## WHAT IS ASKED
Transcribe the stretch of the consumer spending article from "WASHINGTON - Scared" through "deepened in October." word for word.

## DOCUMENT EXTRACT
____
Facing a bleak future, consumers retreat even before October blues.

WASHINGTON - Scared and out of money, Americans have stopped buying everything from cars to cornflakes, ratcheting back spending by the largest amount in 28 years.

Through recession, countless natural disasters and a major terrorist attack, there has been one constant in the U.S. economy: American consumers have bought more stuff in any given quarter than they did in the previous one.

Not anymore. The economy isn't just slowing; it's shrinking, the government confirmed Thursday. It reported that the nation's gross domestic product in the July-September quarter declined at an annual rate of 0.3 percent in the year's third quarter and that consumers' disposable income took its biggest drop on record.

And that was before the financial crisis deepened in October.

Wall Street took comfort in the fact that it wasn't even worse. The Dow Jones industrials rose 190 points.

"It's no surprise why" consumers are cutting back, said Robert Dye, a senior economist with PNC Financial Services Group. "We've had a drop in the value of houses and stock portfolios, a very weak labor market and a tightening of credit."

With retailers bracing for a grim holiday buying season, economists say tougher times are ahead. Believing consumers are cutting back even more right now, they predict a much larger economic decline - anywhere from a 1 to 2 percent rate - from October to December. That would meet a classic definition of a recession: two straight quarters of shrinking GDP.

The new report said Americans' disposable income fell at an annual rate of 8.7 percent in the quarter, the largest in records dating to 1947.

Candidates react

The dismal news came just days before the nation picks the next president. Whether Democrat Barack Obama or Republican John McCain wins the White House, he will inherit a deeply troubled economy and a record-high budget deficit that could cramp his spending plans.
____
## AVAILABLE DATA
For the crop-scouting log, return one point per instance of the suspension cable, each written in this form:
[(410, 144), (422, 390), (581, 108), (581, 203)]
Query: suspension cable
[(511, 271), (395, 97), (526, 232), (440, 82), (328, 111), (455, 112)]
____
## THE RESULT
WASHINGTON - Scared and out of money, Americans have stopped buying everything from cars to cornflakes, ratcheting back spending by the largest amount in 28 years.

Through recession, countless natural disasters and a major terrorist attack, there has been one constant in the U.S. economy: American consumers have bought more stuff in any given quarter than they did in the previous one.

Not anymore. The economy isn't just slowing; it's shrinking, the government confirmed Thursday. It reported that the nation's gross domestic product in the July-September quarter declined at an annual rate of 0.3 percent in the year's third quarter and that consumers' disposable income took its biggest drop on record.

And that was before the financial crisis deepened in October.